> _AIM_: Report every line of the material below that contains the string "blurred", copying each such line in full. Case counts, so only matches with the same capitalization qualify.

[Image object location entries]
********************
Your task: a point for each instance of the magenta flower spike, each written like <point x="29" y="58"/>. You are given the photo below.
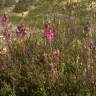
<point x="49" y="34"/>
<point x="56" y="54"/>
<point x="5" y="20"/>
<point x="21" y="30"/>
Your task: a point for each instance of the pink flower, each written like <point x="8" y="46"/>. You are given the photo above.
<point x="49" y="35"/>
<point x="5" y="20"/>
<point x="56" y="54"/>
<point x="7" y="33"/>
<point x="21" y="30"/>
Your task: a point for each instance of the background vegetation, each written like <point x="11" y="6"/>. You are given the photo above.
<point x="27" y="65"/>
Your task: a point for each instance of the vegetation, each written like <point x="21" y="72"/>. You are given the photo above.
<point x="50" y="50"/>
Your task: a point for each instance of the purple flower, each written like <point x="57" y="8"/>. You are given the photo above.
<point x="21" y="30"/>
<point x="56" y="54"/>
<point x="5" y="20"/>
<point x="49" y="35"/>
<point x="7" y="33"/>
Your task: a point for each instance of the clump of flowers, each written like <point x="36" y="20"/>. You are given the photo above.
<point x="21" y="30"/>
<point x="56" y="54"/>
<point x="4" y="51"/>
<point x="5" y="20"/>
<point x="49" y="33"/>
<point x="7" y="33"/>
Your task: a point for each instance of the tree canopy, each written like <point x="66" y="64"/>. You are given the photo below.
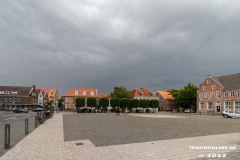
<point x="186" y="97"/>
<point x="120" y="92"/>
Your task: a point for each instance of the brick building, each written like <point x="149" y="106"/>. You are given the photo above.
<point x="217" y="94"/>
<point x="18" y="97"/>
<point x="166" y="101"/>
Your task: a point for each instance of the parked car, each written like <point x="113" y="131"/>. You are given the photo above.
<point x="189" y="111"/>
<point x="224" y="114"/>
<point x="19" y="110"/>
<point x="232" y="114"/>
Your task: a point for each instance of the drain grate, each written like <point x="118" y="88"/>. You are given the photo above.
<point x="79" y="144"/>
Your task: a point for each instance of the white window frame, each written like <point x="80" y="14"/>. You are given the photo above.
<point x="237" y="104"/>
<point x="227" y="105"/>
<point x="212" y="94"/>
<point x="76" y="93"/>
<point x="204" y="88"/>
<point x="225" y="94"/>
<point x="232" y="93"/>
<point x="201" y="105"/>
<point x="210" y="105"/>
<point x="200" y="95"/>
<point x="209" y="81"/>
<point x="205" y="95"/>
<point x="213" y="87"/>
<point x="218" y="94"/>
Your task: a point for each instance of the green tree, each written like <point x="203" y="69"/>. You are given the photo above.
<point x="91" y="102"/>
<point x="103" y="102"/>
<point x="125" y="102"/>
<point x="154" y="103"/>
<point x="80" y="102"/>
<point x="120" y="92"/>
<point x="135" y="103"/>
<point x="144" y="103"/>
<point x="115" y="102"/>
<point x="186" y="97"/>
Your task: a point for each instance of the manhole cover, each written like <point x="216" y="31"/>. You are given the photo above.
<point x="78" y="144"/>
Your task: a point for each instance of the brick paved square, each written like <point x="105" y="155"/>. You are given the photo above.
<point x="104" y="130"/>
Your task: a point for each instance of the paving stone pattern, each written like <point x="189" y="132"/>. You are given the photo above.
<point x="17" y="132"/>
<point x="104" y="130"/>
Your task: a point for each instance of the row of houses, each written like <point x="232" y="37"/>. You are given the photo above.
<point x="26" y="97"/>
<point x="165" y="99"/>
<point x="217" y="94"/>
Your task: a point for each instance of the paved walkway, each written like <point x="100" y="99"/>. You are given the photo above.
<point x="47" y="143"/>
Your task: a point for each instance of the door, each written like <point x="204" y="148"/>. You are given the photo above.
<point x="218" y="109"/>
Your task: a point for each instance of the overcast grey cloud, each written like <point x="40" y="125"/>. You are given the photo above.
<point x="155" y="44"/>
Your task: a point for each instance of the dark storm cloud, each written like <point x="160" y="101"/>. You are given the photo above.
<point x="152" y="44"/>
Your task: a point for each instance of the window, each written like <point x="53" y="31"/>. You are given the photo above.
<point x="201" y="106"/>
<point x="238" y="93"/>
<point x="218" y="94"/>
<point x="225" y="94"/>
<point x="204" y="88"/>
<point x="76" y="93"/>
<point x="212" y="95"/>
<point x="206" y="95"/>
<point x="232" y="93"/>
<point x="213" y="87"/>
<point x="237" y="105"/>
<point x="200" y="95"/>
<point x="227" y="105"/>
<point x="210" y="105"/>
<point x="209" y="81"/>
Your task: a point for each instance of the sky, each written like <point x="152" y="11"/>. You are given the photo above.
<point x="154" y="44"/>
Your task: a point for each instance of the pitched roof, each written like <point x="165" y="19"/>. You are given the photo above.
<point x="165" y="94"/>
<point x="19" y="90"/>
<point x="229" y="81"/>
<point x="145" y="92"/>
<point x="80" y="92"/>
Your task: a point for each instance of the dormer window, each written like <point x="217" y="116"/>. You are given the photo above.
<point x="209" y="81"/>
<point x="76" y="93"/>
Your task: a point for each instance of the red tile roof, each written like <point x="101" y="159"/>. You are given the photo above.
<point x="165" y="94"/>
<point x="80" y="92"/>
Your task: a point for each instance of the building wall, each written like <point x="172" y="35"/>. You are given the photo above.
<point x="210" y="103"/>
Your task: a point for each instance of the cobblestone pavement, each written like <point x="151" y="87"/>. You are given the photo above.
<point x="103" y="129"/>
<point x="47" y="143"/>
<point x="17" y="132"/>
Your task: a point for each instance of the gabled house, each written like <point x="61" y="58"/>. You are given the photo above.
<point x="217" y="94"/>
<point x="18" y="97"/>
<point x="70" y="97"/>
<point x="166" y="101"/>
<point x="52" y="94"/>
<point x="142" y="93"/>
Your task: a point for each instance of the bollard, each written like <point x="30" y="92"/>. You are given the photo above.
<point x="7" y="136"/>
<point x="35" y="121"/>
<point x="26" y="126"/>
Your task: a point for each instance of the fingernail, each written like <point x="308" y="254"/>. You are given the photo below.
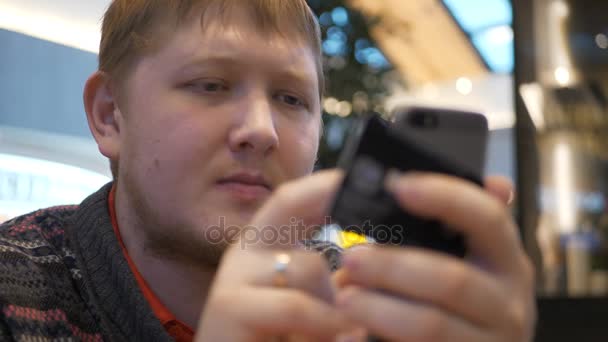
<point x="345" y="296"/>
<point x="351" y="259"/>
<point x="511" y="197"/>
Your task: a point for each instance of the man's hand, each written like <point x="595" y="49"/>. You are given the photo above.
<point x="409" y="294"/>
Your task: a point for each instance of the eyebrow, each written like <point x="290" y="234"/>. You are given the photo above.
<point x="285" y="74"/>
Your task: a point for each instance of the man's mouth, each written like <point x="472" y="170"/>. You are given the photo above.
<point x="245" y="186"/>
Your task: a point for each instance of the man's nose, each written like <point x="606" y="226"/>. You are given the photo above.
<point x="255" y="130"/>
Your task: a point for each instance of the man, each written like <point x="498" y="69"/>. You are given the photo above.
<point x="209" y="112"/>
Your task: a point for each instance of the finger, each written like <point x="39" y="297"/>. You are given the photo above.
<point x="272" y="312"/>
<point x="501" y="188"/>
<point x="432" y="278"/>
<point x="399" y="320"/>
<point x="487" y="225"/>
<point x="302" y="204"/>
<point x="303" y="270"/>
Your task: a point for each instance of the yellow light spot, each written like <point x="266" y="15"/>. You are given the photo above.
<point x="348" y="239"/>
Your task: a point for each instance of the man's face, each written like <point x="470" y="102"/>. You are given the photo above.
<point x="213" y="122"/>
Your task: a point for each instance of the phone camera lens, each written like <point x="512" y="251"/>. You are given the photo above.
<point x="367" y="176"/>
<point x="424" y="120"/>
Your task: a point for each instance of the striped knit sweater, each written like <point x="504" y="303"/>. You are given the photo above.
<point x="63" y="277"/>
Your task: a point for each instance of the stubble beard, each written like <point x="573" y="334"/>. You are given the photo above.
<point x="176" y="242"/>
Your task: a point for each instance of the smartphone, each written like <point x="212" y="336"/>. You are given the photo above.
<point x="411" y="143"/>
<point x="455" y="135"/>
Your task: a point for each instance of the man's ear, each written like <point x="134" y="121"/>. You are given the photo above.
<point x="103" y="115"/>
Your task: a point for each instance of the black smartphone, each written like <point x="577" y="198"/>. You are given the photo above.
<point x="410" y="143"/>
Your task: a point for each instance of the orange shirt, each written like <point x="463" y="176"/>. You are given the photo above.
<point x="176" y="329"/>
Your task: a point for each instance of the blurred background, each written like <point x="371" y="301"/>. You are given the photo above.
<point x="537" y="69"/>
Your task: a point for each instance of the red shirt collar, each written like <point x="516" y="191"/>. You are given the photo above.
<point x="176" y="329"/>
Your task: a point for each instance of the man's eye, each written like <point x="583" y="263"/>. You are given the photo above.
<point x="291" y="100"/>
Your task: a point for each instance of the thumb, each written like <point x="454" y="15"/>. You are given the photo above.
<point x="298" y="207"/>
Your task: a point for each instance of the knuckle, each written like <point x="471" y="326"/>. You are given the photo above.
<point x="497" y="215"/>
<point x="294" y="307"/>
<point x="518" y="321"/>
<point x="221" y="303"/>
<point x="456" y="283"/>
<point x="313" y="267"/>
<point x="432" y="326"/>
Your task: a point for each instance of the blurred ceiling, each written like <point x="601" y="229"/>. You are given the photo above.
<point x="67" y="22"/>
<point x="434" y="40"/>
<point x="422" y="38"/>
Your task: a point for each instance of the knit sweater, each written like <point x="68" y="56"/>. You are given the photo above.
<point x="64" y="277"/>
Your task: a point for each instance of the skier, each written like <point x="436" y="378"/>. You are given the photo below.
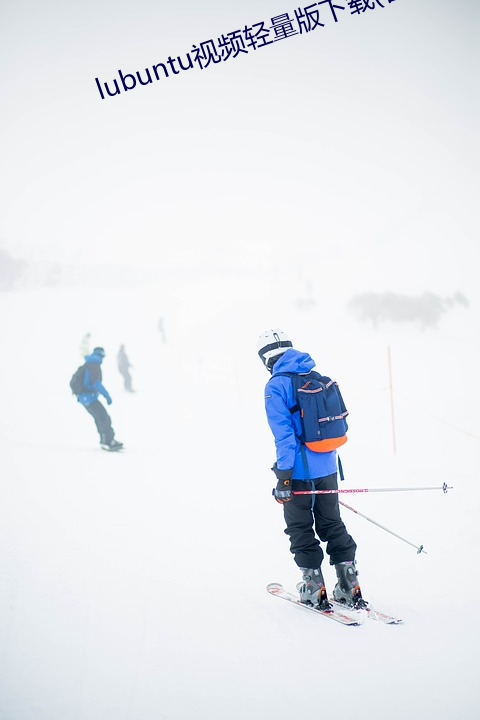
********************
> _THE ANSWER_:
Your task: a point for each instance of the blurred background, each written like <point x="371" y="301"/>. You are given the photo above.
Your task: a point for each instance of the blurred ceiling, each written like <point x="601" y="229"/>. You are given the photo above.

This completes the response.